## COMPLETE THE FOLLOWING
a: In the text on the Lukina jama—Trojama cave system, how many females were collected with sticky traps during the 2013 expedition?
b: Condense the paragraph starting "Permission for collecting cave fauna" from the text on the Lukina jama—Trojama cave system into a bulleted list that keeps its main facts.

SOURCE DOCUMENT: Begin

A total of 54 animal taxa have been recorded from the Lukina jama—Trojama cave system, of which 32 are true cave dwellers [20]. Among these, the cave system houses the endemic snail Zospeum tholussum Weigand, 2013 and one of the largest known colonies of the subterranean leech Croatobranchus mestrovi Kerovec, Kučinić et Jalžić, 1999 [2122].

Material and Methods

Collection of specimens

Permission for collecting cave fauna was issued by The Ministry of Environmental and Nature Protection, Croatia. Altogether 16 females have been collected in the Lukina jama—Trojama cave system. During an expedition between 29th July and 3rd August in 2010 one female was found on the wet wall of the cave at about 800 m depth. During a second expedition between 1th and 3rd August 2011, two females were collected on the wall in the chamber at 980 m depth (Fig 1C). During a third expedition between 8th and 12th August in 2013 altogether 13 females were collected using sticky traps placed directly on the walls of the cave. The specimens were preserved in alcohol and later mounted in Canada Balsam following the procedure outlined by Sæther [23].

SOURCE DOCUMENT: End
RECORDED DATA: Begin

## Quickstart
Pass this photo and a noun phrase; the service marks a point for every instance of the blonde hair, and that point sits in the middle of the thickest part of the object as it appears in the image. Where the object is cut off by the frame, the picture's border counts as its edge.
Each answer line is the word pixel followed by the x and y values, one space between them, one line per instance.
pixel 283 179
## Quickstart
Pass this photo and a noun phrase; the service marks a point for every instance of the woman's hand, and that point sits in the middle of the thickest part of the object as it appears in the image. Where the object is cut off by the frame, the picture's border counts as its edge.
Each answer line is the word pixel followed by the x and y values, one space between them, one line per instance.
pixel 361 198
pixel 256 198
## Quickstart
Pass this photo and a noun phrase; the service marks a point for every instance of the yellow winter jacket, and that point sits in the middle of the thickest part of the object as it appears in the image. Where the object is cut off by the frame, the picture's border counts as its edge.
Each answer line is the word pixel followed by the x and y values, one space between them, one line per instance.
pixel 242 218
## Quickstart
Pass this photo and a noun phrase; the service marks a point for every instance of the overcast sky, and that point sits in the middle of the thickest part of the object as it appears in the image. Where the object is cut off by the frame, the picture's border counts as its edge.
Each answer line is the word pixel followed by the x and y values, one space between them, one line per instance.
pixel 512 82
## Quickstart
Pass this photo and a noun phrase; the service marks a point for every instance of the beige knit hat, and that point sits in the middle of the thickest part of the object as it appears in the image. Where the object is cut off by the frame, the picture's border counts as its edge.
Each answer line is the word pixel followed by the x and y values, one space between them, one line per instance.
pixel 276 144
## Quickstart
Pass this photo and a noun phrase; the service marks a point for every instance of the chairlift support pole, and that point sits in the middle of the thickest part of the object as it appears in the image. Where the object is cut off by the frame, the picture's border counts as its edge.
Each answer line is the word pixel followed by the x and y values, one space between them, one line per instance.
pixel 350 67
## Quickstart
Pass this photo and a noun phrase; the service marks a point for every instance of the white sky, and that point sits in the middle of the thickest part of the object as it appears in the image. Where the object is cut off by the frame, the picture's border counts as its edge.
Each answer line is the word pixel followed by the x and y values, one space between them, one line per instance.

RECORDED DATA: End

## SOLUTIONS TO EACH TASK
a: 13 females were collected with sticky traps during the 2013 expedition.

b:
- Collecting permit: issued by The Ministry of Environmental and Nature Protection, Croatia
- Total collected: 16 females from the Lukina jama—Trojama cave system
- 2010 expedition (29 July–3 August): one female found on a wet cave wall at about 800 m depth
- 2011 expedition (August): two females collected on the wall of the chamber at 980 m depth
- 2013 expedition (8–12 August): 13 females collected with sticky traps placed directly on the cave walls
- Preservation: specimens kept in alcohol, then mounted in Canada Balsam following Sæther's procedure